• _Written instruction_
Select every line in the entries below that contains the string "fence", matching case exactly, and copy each such line.

── Supplied information

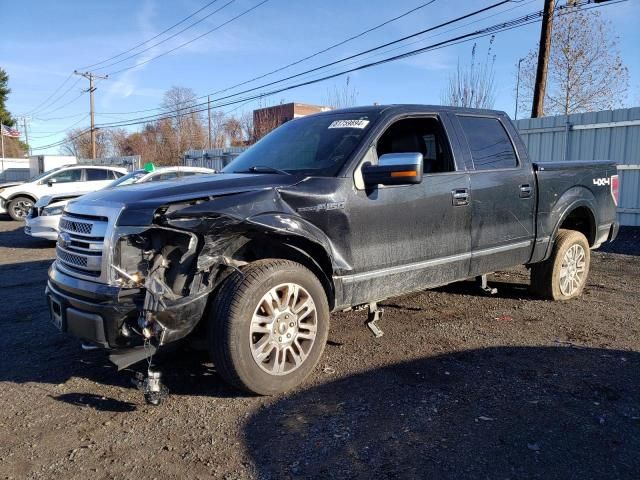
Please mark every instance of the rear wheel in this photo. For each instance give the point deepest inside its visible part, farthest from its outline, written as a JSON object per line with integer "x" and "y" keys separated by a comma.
{"x": 19, "y": 207}
{"x": 268, "y": 326}
{"x": 564, "y": 275}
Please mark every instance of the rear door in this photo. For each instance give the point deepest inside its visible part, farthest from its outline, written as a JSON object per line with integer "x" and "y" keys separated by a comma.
{"x": 502, "y": 194}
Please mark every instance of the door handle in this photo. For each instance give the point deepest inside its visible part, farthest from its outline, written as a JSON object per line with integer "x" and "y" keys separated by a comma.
{"x": 525, "y": 190}
{"x": 460, "y": 197}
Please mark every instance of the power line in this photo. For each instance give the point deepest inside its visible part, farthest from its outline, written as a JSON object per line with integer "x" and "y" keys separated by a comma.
{"x": 331, "y": 47}
{"x": 520, "y": 21}
{"x": 504, "y": 26}
{"x": 74, "y": 99}
{"x": 350, "y": 57}
{"x": 66, "y": 117}
{"x": 87, "y": 67}
{"x": 190, "y": 41}
{"x": 422, "y": 32}
{"x": 324, "y": 50}
{"x": 50, "y": 96}
{"x": 68, "y": 127}
{"x": 166, "y": 39}
{"x": 52, "y": 102}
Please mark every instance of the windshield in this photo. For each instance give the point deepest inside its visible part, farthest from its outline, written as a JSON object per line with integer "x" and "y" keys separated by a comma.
{"x": 316, "y": 145}
{"x": 129, "y": 178}
{"x": 42, "y": 175}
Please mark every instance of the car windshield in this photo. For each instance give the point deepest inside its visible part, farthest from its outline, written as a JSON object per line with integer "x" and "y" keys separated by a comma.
{"x": 317, "y": 145}
{"x": 129, "y": 178}
{"x": 42, "y": 175}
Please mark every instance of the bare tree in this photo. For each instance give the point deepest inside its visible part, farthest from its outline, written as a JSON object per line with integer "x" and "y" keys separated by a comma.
{"x": 586, "y": 72}
{"x": 233, "y": 131}
{"x": 78, "y": 143}
{"x": 473, "y": 86}
{"x": 218, "y": 139}
{"x": 186, "y": 121}
{"x": 344, "y": 96}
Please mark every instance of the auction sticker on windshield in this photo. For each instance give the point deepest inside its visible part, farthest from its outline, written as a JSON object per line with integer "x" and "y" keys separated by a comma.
{"x": 349, "y": 124}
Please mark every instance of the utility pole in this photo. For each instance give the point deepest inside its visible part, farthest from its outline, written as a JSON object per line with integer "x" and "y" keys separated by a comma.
{"x": 515, "y": 116}
{"x": 26, "y": 134}
{"x": 209, "y": 115}
{"x": 544, "y": 50}
{"x": 91, "y": 77}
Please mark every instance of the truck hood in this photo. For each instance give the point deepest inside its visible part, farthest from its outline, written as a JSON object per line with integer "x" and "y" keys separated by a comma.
{"x": 140, "y": 201}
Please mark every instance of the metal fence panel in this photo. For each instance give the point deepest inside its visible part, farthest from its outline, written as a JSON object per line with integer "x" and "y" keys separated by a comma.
{"x": 131, "y": 162}
{"x": 605, "y": 135}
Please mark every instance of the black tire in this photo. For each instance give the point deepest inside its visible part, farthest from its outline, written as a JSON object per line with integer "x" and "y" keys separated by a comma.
{"x": 546, "y": 276}
{"x": 18, "y": 208}
{"x": 229, "y": 334}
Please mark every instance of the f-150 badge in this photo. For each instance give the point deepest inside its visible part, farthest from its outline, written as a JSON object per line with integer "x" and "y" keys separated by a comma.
{"x": 323, "y": 207}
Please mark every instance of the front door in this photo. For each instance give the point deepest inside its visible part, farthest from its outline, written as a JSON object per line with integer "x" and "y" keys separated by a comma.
{"x": 410, "y": 237}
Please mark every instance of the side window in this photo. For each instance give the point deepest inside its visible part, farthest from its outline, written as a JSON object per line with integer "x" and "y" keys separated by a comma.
{"x": 164, "y": 176}
{"x": 67, "y": 176}
{"x": 422, "y": 135}
{"x": 96, "y": 174}
{"x": 489, "y": 143}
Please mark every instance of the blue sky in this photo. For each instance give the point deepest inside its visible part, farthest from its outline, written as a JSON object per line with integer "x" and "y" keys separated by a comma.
{"x": 43, "y": 41}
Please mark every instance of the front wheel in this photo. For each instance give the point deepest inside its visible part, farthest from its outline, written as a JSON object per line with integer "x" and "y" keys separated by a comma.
{"x": 564, "y": 275}
{"x": 19, "y": 207}
{"x": 268, "y": 326}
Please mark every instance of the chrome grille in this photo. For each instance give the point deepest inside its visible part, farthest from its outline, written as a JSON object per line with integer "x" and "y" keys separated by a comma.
{"x": 75, "y": 226}
{"x": 80, "y": 245}
{"x": 70, "y": 258}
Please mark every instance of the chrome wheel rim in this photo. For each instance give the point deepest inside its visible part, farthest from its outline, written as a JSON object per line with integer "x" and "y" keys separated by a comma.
{"x": 572, "y": 270}
{"x": 283, "y": 329}
{"x": 21, "y": 208}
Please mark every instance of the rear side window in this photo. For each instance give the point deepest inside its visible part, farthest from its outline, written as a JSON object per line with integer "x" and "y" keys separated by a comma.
{"x": 95, "y": 174}
{"x": 489, "y": 143}
{"x": 164, "y": 176}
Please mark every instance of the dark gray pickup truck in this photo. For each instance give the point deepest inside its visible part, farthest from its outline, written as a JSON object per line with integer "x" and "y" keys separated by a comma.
{"x": 333, "y": 211}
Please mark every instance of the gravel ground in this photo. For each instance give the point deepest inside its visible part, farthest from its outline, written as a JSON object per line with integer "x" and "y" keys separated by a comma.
{"x": 460, "y": 386}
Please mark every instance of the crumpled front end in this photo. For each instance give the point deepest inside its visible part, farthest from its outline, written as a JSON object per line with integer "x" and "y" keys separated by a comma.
{"x": 150, "y": 283}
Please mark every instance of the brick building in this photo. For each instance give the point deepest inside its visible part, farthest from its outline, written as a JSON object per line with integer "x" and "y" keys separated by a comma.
{"x": 266, "y": 119}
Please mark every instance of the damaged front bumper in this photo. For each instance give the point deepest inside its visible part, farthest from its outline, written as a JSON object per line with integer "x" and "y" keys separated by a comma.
{"x": 107, "y": 316}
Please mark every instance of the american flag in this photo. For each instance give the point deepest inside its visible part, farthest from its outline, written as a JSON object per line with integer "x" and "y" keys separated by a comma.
{"x": 9, "y": 132}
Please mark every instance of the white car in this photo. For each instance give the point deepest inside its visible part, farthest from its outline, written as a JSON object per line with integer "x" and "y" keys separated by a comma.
{"x": 43, "y": 218}
{"x": 18, "y": 200}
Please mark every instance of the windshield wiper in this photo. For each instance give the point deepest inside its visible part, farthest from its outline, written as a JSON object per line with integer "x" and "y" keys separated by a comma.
{"x": 264, "y": 169}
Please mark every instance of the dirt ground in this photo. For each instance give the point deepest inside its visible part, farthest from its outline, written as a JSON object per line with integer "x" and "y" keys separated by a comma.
{"x": 460, "y": 386}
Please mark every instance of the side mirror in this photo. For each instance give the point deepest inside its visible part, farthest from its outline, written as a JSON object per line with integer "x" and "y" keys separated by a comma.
{"x": 394, "y": 169}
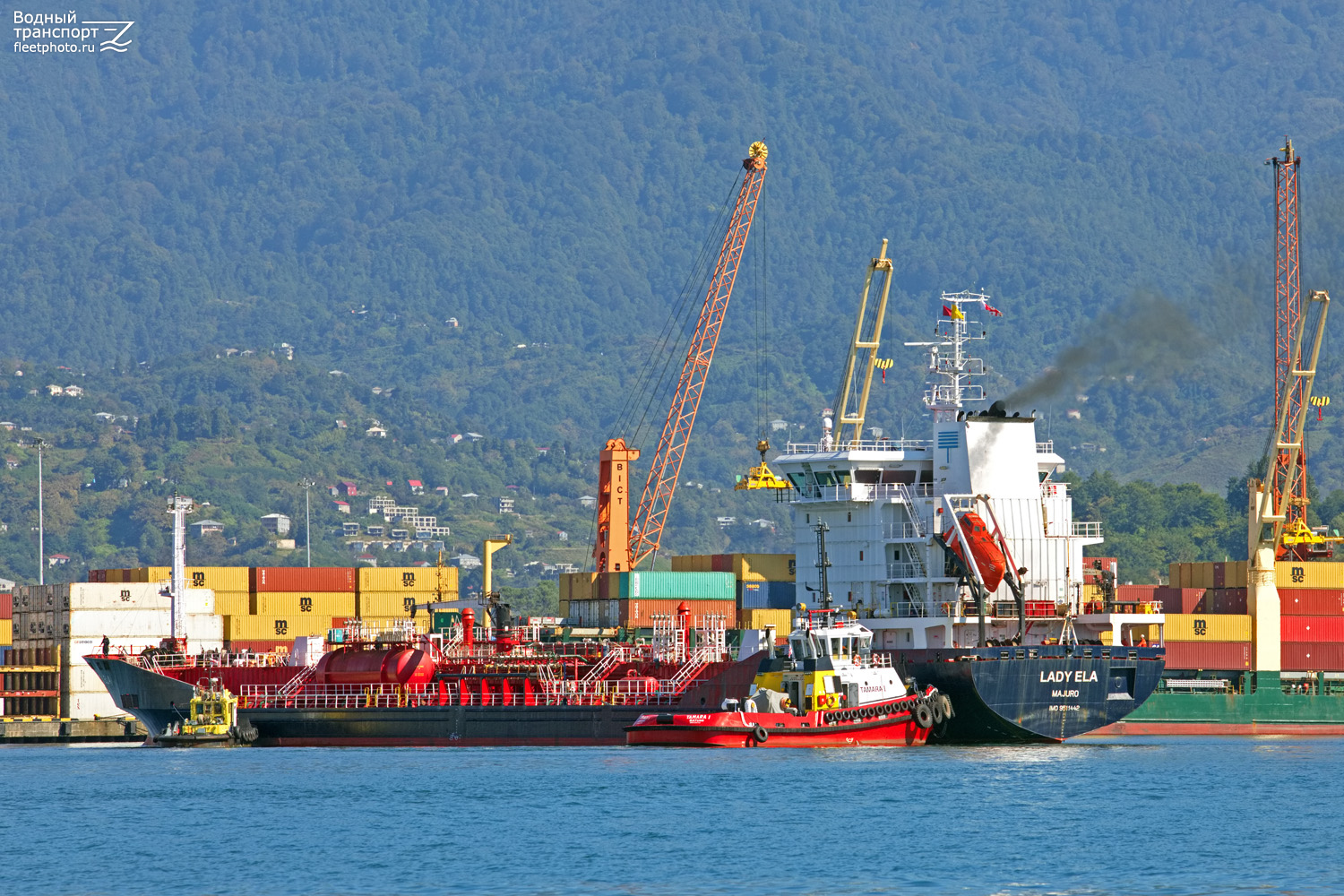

────

• _Task response_
Please mark every instance of the metal fence panel in this photo. For each instance give the point deepest inside its visible part, farthest from its outline, written as a JSON object per line with integer "x" and "y" keys separated by a comma.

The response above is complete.